──────── Given information ────────

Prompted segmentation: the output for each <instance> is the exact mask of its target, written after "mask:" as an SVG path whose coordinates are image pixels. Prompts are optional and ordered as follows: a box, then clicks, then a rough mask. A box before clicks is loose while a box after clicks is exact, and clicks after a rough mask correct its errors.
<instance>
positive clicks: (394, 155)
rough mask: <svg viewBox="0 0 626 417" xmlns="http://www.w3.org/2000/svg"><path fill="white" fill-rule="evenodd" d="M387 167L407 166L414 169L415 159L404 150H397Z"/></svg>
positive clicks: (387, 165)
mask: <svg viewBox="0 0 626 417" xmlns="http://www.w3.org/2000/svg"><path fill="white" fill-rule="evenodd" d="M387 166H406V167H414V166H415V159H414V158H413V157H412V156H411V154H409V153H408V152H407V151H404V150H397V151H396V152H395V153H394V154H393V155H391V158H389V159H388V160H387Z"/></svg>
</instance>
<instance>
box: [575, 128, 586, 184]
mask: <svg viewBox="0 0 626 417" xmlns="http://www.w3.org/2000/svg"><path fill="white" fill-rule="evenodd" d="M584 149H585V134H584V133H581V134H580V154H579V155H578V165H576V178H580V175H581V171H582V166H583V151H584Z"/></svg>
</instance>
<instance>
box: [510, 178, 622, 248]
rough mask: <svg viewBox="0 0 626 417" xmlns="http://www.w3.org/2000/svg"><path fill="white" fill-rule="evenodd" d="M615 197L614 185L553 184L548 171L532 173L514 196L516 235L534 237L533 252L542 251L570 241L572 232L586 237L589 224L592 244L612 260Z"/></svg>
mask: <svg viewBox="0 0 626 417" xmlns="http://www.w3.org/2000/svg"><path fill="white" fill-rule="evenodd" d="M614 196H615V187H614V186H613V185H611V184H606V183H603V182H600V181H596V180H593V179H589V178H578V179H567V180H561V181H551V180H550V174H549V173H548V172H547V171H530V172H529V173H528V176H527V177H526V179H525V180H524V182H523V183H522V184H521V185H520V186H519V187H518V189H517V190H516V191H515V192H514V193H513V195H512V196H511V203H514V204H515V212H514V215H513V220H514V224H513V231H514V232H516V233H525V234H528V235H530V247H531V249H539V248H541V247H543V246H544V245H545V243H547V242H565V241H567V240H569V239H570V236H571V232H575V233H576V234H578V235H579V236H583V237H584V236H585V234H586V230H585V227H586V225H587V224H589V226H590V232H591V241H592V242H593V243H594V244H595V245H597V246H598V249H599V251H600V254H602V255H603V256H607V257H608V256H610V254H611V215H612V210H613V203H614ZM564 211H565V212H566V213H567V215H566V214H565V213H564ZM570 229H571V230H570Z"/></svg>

────────

Please repeat the data above verbatim, all of it.

:: Response to this task ::
Prompted segmentation: the output for each <instance> is the exact mask of its target, written after "mask:" as an SVG path whose coordinates are image pixels. Prompts are optional and ordered as follows: a box, then clicks, then a rough mask. A box before clicks is loose while a box after clicks is exact, and clicks after a rough mask correct its errors.
<instance>
positive clicks: (394, 155)
rough mask: <svg viewBox="0 0 626 417" xmlns="http://www.w3.org/2000/svg"><path fill="white" fill-rule="evenodd" d="M387 167L407 166L414 169L415 159L404 150H397Z"/></svg>
positive clicks: (387, 165)
mask: <svg viewBox="0 0 626 417" xmlns="http://www.w3.org/2000/svg"><path fill="white" fill-rule="evenodd" d="M387 166H406V167H414V166H415V159H414V158H413V157H412V156H411V154H409V153H408V152H407V151H404V150H397V151H396V152H395V153H394V154H393V155H391V158H389V159H388V160H387Z"/></svg>
</instance>
<instance>
box: [575, 128, 586, 184]
mask: <svg viewBox="0 0 626 417" xmlns="http://www.w3.org/2000/svg"><path fill="white" fill-rule="evenodd" d="M584 149H585V134H584V133H581V134H580V154H579V155H578V165H576V178H580V175H581V171H582V166H583V151H584Z"/></svg>
</instance>
<instance>
box: [510, 178, 622, 248]
rough mask: <svg viewBox="0 0 626 417" xmlns="http://www.w3.org/2000/svg"><path fill="white" fill-rule="evenodd" d="M615 197L614 185L553 184L548 171L532 173L514 196L516 235L534 237L533 252L542 251L570 241L572 232L586 237L589 224L592 244L612 260Z"/></svg>
mask: <svg viewBox="0 0 626 417" xmlns="http://www.w3.org/2000/svg"><path fill="white" fill-rule="evenodd" d="M614 196H615V187H614V186H613V185H611V184H606V183H603V182H600V181H596V180H593V179H589V178H578V179H567V180H561V181H551V180H550V174H549V173H548V172H547V171H530V172H529V173H528V176H527V177H526V179H525V180H524V182H523V183H522V184H521V185H520V186H519V187H518V189H517V190H516V191H515V192H514V193H513V195H512V196H511V203H514V204H515V212H514V215H513V220H514V224H513V231H514V232H516V233H525V234H528V235H530V247H531V249H539V248H541V247H543V246H544V245H545V243H547V242H565V241H567V240H569V239H570V236H571V232H575V233H576V234H578V235H579V236H583V237H584V236H585V234H586V230H585V227H586V225H587V224H589V226H590V232H591V241H592V242H593V243H594V244H595V245H597V246H598V249H599V251H600V254H602V255H603V256H607V257H608V256H610V254H611V215H612V210H613V203H614ZM564 211H565V212H566V213H567V215H566V214H565V213H564ZM570 229H571V230H570Z"/></svg>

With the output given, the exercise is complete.